◆ **Exercise input**:
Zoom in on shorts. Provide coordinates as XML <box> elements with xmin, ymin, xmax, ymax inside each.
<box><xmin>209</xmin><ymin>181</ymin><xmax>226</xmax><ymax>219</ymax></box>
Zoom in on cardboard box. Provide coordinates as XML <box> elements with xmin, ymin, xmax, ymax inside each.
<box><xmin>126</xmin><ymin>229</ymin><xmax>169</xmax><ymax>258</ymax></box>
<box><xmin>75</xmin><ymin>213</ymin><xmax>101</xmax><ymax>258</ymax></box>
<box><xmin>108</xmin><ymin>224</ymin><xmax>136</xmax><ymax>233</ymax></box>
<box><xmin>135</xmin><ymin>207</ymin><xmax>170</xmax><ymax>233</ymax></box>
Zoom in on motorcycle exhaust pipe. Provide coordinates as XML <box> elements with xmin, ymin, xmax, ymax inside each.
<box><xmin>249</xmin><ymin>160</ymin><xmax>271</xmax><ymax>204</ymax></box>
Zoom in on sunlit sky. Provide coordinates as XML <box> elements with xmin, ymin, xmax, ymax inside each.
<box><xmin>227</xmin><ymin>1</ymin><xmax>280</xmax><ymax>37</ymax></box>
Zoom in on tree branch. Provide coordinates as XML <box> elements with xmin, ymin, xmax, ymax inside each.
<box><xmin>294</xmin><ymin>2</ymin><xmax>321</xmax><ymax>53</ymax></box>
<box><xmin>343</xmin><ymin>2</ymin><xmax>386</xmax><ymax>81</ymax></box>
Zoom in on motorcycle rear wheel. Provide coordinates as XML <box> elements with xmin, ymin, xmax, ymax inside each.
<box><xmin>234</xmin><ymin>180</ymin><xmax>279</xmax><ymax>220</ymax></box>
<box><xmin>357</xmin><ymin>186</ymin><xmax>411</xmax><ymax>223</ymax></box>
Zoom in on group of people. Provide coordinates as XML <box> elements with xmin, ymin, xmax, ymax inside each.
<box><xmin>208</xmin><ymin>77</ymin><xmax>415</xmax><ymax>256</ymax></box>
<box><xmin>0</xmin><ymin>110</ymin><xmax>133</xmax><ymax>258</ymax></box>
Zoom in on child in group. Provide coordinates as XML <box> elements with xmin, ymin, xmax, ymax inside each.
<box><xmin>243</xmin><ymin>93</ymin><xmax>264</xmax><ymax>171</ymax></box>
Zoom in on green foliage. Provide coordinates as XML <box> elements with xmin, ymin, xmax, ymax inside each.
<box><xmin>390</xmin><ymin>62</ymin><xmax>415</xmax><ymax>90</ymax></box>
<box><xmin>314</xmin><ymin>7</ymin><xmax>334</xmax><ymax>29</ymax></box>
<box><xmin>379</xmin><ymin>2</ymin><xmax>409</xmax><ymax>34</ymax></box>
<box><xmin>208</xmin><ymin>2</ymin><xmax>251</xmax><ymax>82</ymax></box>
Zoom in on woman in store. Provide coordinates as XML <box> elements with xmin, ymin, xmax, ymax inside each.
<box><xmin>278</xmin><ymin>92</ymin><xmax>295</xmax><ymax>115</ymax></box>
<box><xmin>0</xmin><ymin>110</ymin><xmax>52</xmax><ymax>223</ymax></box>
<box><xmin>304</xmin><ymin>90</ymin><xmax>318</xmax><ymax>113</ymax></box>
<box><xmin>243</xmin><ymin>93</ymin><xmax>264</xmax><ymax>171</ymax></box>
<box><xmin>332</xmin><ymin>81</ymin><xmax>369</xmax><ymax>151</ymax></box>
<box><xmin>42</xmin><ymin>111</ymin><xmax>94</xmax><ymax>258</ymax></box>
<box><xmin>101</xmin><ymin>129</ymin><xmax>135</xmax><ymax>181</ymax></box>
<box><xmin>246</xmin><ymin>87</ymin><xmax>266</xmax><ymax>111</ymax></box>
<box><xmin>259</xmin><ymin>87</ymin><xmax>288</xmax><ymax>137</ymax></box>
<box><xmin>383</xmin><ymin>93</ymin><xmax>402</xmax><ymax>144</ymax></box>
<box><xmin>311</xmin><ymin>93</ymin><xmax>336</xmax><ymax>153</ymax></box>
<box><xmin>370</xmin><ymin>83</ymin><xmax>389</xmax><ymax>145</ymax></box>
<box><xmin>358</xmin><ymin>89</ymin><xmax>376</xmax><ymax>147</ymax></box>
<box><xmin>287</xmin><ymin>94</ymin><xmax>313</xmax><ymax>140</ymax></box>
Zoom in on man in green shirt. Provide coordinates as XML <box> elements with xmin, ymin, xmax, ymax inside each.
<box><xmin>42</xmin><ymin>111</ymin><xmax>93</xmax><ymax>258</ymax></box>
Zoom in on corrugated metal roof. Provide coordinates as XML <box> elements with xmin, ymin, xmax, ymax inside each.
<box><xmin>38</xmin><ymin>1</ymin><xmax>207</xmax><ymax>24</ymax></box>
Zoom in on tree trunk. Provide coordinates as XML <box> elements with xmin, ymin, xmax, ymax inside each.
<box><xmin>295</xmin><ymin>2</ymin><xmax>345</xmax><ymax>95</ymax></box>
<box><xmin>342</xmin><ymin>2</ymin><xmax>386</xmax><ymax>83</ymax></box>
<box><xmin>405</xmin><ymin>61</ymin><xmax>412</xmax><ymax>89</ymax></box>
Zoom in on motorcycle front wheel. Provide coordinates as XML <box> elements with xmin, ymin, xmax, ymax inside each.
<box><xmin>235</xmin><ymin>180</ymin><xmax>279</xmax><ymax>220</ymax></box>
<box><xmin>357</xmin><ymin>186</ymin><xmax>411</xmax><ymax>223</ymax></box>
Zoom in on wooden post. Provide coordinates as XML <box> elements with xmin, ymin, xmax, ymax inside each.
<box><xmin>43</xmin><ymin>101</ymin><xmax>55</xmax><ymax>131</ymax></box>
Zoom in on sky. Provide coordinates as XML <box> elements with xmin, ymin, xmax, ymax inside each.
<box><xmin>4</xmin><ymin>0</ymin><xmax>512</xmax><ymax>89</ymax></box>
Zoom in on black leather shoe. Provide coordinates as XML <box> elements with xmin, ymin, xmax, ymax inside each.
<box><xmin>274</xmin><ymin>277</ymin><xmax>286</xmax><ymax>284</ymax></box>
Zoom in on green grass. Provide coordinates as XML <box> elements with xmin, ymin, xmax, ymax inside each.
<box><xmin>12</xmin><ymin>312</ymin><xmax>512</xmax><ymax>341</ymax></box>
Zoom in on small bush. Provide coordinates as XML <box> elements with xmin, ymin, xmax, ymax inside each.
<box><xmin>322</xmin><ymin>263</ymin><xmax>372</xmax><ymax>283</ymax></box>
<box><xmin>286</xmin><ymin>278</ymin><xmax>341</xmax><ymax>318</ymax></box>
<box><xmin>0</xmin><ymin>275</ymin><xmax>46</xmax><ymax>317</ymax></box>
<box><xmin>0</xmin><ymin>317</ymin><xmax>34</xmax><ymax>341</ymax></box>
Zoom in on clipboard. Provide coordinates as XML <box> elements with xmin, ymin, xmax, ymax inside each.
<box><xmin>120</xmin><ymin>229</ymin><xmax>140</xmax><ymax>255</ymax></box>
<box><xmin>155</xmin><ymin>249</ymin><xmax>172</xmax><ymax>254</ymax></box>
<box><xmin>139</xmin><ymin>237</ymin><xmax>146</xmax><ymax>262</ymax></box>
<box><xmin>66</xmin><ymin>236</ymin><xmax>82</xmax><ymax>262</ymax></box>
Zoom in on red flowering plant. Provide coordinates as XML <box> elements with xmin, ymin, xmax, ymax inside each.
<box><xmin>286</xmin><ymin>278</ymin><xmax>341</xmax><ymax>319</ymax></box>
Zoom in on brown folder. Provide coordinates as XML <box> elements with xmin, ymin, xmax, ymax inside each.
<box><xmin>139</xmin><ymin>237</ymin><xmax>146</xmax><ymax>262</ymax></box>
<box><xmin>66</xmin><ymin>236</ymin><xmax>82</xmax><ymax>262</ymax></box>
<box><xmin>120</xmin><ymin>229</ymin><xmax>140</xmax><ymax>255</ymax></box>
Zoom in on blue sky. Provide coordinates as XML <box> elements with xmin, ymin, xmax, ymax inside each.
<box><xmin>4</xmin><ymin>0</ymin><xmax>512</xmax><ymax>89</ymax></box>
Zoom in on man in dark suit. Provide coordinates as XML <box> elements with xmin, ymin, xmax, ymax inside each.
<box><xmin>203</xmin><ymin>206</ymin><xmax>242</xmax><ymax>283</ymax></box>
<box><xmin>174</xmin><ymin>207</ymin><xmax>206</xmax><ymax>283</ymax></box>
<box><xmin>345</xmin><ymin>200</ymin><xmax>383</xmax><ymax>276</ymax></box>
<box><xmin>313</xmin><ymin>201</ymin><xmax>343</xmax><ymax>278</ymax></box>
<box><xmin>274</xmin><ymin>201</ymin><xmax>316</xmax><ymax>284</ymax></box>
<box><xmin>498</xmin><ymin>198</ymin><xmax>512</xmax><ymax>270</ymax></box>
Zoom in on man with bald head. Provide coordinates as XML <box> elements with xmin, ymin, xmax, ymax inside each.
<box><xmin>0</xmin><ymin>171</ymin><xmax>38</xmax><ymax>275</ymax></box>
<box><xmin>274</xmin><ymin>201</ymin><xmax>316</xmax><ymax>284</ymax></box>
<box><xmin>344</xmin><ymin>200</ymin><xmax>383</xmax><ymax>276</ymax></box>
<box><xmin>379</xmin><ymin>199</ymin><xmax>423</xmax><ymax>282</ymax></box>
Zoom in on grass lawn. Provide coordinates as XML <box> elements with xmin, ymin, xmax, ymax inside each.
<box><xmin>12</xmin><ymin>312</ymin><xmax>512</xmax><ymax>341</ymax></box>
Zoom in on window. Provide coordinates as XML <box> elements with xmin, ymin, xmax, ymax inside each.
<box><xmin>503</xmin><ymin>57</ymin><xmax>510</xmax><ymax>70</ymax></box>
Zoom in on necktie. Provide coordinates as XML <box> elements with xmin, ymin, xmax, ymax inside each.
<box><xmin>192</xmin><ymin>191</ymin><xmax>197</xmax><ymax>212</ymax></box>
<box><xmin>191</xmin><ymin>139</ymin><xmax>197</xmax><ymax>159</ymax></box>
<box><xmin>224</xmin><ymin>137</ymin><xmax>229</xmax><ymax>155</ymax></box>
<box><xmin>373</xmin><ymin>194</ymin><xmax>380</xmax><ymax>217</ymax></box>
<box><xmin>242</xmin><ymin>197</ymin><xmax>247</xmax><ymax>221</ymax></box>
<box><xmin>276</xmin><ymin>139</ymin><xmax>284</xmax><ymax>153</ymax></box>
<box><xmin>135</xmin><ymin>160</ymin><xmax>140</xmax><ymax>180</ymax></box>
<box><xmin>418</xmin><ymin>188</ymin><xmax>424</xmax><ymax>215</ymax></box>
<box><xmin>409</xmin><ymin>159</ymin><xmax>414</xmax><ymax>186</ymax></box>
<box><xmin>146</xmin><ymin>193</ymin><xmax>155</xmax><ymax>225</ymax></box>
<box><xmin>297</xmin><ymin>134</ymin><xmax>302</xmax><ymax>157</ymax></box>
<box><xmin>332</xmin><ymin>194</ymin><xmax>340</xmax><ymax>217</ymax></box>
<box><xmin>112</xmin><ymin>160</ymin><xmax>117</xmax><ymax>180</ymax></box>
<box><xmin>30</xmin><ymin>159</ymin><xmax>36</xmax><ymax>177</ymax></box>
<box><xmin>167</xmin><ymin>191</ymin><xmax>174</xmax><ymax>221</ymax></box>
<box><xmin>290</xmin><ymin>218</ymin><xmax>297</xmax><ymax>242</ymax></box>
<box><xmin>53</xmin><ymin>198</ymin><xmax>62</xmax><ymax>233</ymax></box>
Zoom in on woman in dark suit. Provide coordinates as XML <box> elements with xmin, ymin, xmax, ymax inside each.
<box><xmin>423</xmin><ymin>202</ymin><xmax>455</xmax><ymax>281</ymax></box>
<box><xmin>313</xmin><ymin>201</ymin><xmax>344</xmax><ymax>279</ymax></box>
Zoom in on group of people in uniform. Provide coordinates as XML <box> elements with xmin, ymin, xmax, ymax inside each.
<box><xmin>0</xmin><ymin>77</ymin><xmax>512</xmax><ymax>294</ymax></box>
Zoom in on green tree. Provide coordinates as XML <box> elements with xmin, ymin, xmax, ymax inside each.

◆ **Aim of the task**: Lay out as a numbered list the lines of the items from the line containing "Zoom in on group of people in" through the final line of the items, inclusive, omitting any blank lines.

◆ **Solution to the problem**:
1. Zoom in on group of people in uniform. Provide coordinates as XML <box> elements with xmin, ymin, xmax, ymax inside each.
2. <box><xmin>0</xmin><ymin>77</ymin><xmax>512</xmax><ymax>294</ymax></box>
3. Zoom in on green tree. Provide coordinates as XML <box> elements with xmin, ymin, xmax, ymax inside each.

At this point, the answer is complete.